### Brano di testo

---+---

Il portavoce del presidente Poroshenko, Andrej Lysenko ha ammesso ieri la morte di due soldati ucraini e il ferimento di altri dieci, in aree non direttamente adiacenti la linea del fronte nel Donbass. La ricognizione militare delle Repubbliche popolari dà notizia pressoché quotidianamente di incidenti, sparatorie tra reparti neonazisti e soldati ucraini, esplosioni dietro le linee, con uomini che saltano in aria sulle proprie mine, suicidi: eventi riconducibili per lo più, quando non direttamente a conflitti interni ai diversi reparti ucraini, a ubriachezza e negligenza.
Questi casi rientrano tra le più ampie perdite, per lo più in combattimento che, a detta del comando operativo della DNR, Kiev tenta di nascondere all’opinione pubblica ucraina. Il caso più recente è quello di circa 40 cadaveri insepolti di soldati ucraini rinvenuti nei giorni scorsi dalla ricognizione delle milizie nei pressi del villaggio di Sladkoe, una trentina di km a sudovest di Donetsk. Secondo il capo del comando operativo della DNR, Denis Sinenkov, nell’ultima settimana di scontri, Kiev avrebbe perduto almeno ottanta uomini; un’altra trentina, tra morti e feriti, sarebbero rimasti vittime di incidenti avvenuti nelle retrovie, di “fuoco amico” o di altri errori da parte del comando. Non solo, secondo le milizie della LNR, martedì scorso forze ucraine avrebbero impedito, a colpi di mortaio, la programmata restituzione alla parte ucraina dei corpi di circa duecento propri soldati, uccisi nell’attacco lanciato da Kiev la settimana scorsa contro il villaggio di Loginovo. Nella riconsegna dei corpi erano impegnati, insieme a un reparto delle milizie, osservatori dell’Osce e volontari dell’Unione dei veterani dell’Afghanistan di Lugansk, ma l’operazione ha dovuto essere interrotta a causa del martellamento dei mortai di Kiev.

---+---

### Materiale
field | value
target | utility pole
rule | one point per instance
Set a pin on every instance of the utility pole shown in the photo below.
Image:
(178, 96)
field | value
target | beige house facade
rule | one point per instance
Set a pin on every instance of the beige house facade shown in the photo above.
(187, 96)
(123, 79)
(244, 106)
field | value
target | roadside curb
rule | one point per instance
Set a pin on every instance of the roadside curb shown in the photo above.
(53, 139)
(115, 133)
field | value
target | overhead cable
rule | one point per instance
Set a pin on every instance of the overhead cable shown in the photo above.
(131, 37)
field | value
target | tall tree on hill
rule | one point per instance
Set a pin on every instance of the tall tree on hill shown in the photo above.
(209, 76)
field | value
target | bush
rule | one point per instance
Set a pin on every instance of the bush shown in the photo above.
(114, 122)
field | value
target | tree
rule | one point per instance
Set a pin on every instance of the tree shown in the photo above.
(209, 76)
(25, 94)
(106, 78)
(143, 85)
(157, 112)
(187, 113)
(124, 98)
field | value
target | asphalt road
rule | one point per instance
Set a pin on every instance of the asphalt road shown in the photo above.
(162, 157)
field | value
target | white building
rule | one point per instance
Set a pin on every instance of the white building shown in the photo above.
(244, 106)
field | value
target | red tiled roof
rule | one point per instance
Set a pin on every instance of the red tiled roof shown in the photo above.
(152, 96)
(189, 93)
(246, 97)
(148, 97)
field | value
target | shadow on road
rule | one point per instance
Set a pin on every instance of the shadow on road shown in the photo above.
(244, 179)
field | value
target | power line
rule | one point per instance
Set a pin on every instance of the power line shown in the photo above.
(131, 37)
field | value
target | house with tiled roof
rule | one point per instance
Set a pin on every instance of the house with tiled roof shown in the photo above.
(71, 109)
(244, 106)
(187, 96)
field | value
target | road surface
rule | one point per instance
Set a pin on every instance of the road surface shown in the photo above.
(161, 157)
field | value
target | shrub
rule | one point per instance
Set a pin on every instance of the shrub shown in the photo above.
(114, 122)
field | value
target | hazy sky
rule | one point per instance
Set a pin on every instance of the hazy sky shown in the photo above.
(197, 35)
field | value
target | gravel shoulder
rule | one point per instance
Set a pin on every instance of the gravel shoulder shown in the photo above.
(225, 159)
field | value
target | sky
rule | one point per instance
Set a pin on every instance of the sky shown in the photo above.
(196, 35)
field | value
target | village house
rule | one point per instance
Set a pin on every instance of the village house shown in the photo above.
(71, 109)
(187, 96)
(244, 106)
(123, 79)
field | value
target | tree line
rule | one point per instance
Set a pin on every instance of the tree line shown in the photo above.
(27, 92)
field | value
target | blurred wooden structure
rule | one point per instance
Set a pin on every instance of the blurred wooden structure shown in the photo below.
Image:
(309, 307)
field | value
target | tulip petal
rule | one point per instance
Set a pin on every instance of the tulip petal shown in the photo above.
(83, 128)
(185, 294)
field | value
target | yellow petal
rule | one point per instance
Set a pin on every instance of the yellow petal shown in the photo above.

---+---

### Da svolgere
A – Riporta fedelmente il passo del brano sulle perdite ucraine nel Donbass che inizia con le parole "Il portavoce del" e termina dopo "ubriachezza e negligenza.".
B – Traduci in inglese questa frase del brano sulle perdite ucraine nel Donbass: "Il caso più recente è quello di circa 40 cadaveri insepolti di soldati ucraini rinvenuti nei giorni scorsi dalla ricognizione delle milizie nei pressi del villaggio di Sladkoe, una trentina di km a sudovest di Donetsk."

### Compiti risolti
A –
Il portavoce del presidente Poroshenko, Andrej Lysenko ha ammesso ieri la morte di due soldati ucraini e il ferimento di altri dieci, in aree non direttamente adiacenti la linea del fronte nel Donbass. La ricognizione militare delle Repubbliche popolari dà notizia pressoché quotidianamente di incidenti, sparatorie tra reparti neonazisti e soldati ucraini, esplosioni dietro le linee, con uomini che saltano in aria sulle proprie mine, suicidi: eventi riconducibili per lo più, quando non direttamente a conflitti interni ai diversi reparti ucraini, a ubriachezza e negligenza.

B – The most recent case is that of about 40 unburied bodies of Ukrainian soldiers found in recent days by militia reconnaissance near the village of Sladkoe, some thirty km southwest of Donetsk.